Entries from a dataset:

━━━━

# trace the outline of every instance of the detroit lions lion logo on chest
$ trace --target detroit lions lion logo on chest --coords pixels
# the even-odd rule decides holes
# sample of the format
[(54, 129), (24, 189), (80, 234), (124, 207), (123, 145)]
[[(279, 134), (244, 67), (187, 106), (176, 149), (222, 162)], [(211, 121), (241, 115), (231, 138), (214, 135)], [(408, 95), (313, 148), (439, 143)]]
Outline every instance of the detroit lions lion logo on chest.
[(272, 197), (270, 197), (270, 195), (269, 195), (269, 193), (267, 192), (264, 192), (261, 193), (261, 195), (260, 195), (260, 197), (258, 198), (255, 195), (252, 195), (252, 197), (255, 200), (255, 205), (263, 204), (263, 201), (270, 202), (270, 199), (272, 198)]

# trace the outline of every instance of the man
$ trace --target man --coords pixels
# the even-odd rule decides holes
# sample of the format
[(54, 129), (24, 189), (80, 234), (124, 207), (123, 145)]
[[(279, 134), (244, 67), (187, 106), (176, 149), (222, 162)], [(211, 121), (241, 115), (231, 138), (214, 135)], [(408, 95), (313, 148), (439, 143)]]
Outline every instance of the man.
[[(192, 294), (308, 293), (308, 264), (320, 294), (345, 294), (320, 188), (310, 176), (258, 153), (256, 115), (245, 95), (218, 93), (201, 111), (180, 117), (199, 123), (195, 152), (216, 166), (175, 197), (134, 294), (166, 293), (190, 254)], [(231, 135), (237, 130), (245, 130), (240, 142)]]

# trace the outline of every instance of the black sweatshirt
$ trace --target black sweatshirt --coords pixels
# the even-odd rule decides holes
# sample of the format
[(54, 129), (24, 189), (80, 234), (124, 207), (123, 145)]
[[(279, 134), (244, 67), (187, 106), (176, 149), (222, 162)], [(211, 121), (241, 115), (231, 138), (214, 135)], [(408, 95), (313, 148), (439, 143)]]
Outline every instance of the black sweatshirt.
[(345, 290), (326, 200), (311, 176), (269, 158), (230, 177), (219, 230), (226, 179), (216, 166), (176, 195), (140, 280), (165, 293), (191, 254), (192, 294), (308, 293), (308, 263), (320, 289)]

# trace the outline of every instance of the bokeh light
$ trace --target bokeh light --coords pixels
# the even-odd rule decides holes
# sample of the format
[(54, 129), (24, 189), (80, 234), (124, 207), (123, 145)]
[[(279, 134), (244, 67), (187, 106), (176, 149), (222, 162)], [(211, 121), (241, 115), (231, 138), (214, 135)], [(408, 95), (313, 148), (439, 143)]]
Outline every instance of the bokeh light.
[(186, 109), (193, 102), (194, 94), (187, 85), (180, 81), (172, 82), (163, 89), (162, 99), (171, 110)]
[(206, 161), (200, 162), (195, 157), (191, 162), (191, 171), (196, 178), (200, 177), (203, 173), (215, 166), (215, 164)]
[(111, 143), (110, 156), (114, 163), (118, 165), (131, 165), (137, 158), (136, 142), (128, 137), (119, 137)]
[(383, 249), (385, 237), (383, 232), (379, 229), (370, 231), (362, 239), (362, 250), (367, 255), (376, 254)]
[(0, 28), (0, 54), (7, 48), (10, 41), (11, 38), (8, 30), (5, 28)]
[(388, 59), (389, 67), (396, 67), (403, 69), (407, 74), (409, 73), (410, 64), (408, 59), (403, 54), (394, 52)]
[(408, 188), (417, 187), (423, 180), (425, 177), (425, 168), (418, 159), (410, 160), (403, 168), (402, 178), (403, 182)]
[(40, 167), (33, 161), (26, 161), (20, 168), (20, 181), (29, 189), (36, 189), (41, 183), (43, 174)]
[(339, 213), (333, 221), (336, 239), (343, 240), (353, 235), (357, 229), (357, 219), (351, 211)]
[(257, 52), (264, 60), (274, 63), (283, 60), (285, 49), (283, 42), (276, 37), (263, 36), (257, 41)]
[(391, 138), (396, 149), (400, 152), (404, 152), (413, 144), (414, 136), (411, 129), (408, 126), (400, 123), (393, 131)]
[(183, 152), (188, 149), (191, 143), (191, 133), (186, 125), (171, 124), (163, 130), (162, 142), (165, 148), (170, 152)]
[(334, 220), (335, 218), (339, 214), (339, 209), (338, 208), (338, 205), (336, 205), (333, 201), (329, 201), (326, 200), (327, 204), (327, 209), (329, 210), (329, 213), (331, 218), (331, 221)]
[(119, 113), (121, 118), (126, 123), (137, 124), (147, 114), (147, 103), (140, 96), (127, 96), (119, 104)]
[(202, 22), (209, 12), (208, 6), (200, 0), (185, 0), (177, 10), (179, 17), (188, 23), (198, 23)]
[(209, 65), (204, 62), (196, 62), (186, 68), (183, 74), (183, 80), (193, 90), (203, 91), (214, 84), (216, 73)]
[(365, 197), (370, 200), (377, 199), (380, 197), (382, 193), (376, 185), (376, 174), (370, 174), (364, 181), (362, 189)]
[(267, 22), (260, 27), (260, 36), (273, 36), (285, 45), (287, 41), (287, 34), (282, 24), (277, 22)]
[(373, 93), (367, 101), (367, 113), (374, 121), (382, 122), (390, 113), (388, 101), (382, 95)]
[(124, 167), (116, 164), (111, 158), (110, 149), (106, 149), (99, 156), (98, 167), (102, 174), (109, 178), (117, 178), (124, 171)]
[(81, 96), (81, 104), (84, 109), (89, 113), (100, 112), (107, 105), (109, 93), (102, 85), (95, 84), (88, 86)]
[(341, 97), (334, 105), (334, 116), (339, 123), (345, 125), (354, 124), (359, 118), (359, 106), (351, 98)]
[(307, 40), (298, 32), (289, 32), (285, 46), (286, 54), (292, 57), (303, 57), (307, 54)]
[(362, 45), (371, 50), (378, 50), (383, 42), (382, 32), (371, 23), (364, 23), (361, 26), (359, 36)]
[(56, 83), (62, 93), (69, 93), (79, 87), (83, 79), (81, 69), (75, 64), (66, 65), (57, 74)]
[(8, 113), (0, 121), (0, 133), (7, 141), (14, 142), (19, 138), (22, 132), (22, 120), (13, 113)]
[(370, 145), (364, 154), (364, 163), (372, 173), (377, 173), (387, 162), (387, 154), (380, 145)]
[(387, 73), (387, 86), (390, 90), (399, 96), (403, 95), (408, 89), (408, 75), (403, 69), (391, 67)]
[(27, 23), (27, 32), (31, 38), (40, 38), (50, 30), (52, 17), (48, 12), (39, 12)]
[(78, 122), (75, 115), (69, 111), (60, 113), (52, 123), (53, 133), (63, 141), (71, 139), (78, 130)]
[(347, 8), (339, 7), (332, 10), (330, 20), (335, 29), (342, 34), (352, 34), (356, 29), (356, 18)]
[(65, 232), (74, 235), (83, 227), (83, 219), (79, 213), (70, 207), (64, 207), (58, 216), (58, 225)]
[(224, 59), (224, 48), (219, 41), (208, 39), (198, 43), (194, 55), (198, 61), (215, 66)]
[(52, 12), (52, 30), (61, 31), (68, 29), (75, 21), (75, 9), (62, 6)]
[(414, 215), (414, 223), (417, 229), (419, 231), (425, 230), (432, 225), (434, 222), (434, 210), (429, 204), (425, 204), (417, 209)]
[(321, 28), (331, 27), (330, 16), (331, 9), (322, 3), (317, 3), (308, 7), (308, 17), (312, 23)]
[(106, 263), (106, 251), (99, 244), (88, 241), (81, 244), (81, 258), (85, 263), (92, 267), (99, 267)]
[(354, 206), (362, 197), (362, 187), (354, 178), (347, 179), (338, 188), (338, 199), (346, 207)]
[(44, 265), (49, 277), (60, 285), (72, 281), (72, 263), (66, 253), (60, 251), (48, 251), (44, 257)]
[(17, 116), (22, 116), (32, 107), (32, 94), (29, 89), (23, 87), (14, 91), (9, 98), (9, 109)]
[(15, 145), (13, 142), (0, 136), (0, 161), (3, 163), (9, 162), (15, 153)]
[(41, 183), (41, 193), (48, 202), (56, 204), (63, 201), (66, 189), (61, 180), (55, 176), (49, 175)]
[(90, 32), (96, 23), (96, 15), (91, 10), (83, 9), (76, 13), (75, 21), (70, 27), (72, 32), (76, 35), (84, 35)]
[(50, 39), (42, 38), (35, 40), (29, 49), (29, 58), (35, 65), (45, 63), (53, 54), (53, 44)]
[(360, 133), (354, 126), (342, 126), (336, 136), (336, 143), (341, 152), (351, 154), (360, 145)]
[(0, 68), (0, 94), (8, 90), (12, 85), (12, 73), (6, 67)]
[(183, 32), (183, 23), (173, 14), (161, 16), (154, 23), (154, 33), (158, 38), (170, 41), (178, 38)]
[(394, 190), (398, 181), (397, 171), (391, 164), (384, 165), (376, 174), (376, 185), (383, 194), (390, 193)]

━━━━

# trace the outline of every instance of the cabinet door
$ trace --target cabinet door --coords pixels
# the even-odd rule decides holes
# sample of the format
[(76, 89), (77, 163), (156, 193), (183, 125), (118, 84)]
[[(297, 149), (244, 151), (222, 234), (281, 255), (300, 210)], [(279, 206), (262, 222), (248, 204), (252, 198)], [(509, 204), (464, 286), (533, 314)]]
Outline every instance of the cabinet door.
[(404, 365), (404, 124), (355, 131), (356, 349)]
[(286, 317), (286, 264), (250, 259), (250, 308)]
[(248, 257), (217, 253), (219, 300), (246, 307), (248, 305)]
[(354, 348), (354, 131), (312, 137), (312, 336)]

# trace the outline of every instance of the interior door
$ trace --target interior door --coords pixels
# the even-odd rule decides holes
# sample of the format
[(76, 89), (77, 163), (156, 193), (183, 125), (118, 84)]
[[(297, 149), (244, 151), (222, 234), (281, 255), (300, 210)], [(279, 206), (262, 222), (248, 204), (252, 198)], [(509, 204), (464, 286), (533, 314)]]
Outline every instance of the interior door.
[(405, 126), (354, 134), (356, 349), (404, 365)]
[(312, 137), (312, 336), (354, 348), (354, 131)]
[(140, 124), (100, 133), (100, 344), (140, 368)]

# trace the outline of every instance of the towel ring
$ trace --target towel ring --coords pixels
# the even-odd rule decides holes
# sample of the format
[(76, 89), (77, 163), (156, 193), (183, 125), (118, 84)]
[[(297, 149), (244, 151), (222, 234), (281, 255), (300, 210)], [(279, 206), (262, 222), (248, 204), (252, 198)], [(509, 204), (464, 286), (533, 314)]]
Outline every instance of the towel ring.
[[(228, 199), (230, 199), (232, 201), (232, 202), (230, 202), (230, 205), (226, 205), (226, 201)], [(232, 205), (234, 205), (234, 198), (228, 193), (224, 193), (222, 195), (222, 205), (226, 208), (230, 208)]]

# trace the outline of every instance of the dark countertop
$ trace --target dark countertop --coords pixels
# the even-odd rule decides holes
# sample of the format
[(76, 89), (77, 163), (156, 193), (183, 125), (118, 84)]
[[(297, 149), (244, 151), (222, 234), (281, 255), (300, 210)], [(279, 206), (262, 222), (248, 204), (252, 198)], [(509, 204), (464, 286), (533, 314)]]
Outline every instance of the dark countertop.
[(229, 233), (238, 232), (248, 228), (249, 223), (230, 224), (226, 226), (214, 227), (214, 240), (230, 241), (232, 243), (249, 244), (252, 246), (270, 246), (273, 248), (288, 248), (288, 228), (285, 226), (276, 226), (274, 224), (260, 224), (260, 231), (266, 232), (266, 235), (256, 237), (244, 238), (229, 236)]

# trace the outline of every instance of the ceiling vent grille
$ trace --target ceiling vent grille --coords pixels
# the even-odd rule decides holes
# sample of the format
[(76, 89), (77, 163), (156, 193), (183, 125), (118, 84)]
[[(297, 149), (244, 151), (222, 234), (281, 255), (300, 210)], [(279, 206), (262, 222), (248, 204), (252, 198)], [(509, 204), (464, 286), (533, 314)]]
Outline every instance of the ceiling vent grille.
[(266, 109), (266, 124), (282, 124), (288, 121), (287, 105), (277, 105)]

━━━━

*Your task*: Could you write out the material again, starting with the line with "# trace the outline of every instance of the detroit" and going on through the line with "199), (272, 198)]", raising every coordinate in the answer outline by 138 and keeping all other lines as they are?

*Completed exercise*:
# trace the outline of every instance of the detroit lions lion logo on chest
$ trace --target detroit lions lion logo on chest --coords pixels
# the even-odd rule decides holes
# sample of the format
[(54, 129), (24, 189), (80, 234), (124, 207), (123, 145)]
[[(279, 134), (244, 67), (187, 106), (176, 149), (222, 162)], [(211, 121), (241, 115), (231, 138), (214, 135)], [(408, 95), (313, 148), (439, 143)]]
Outline every instance of the detroit lions lion logo on chest.
[(410, 335), (408, 335), (408, 333), (407, 333), (407, 331), (405, 330), (402, 330), (399, 331), (399, 333), (398, 333), (398, 335), (396, 336), (393, 333), (390, 333), (390, 335), (393, 338), (393, 343), (401, 342), (401, 339), (408, 340), (408, 337), (410, 336)]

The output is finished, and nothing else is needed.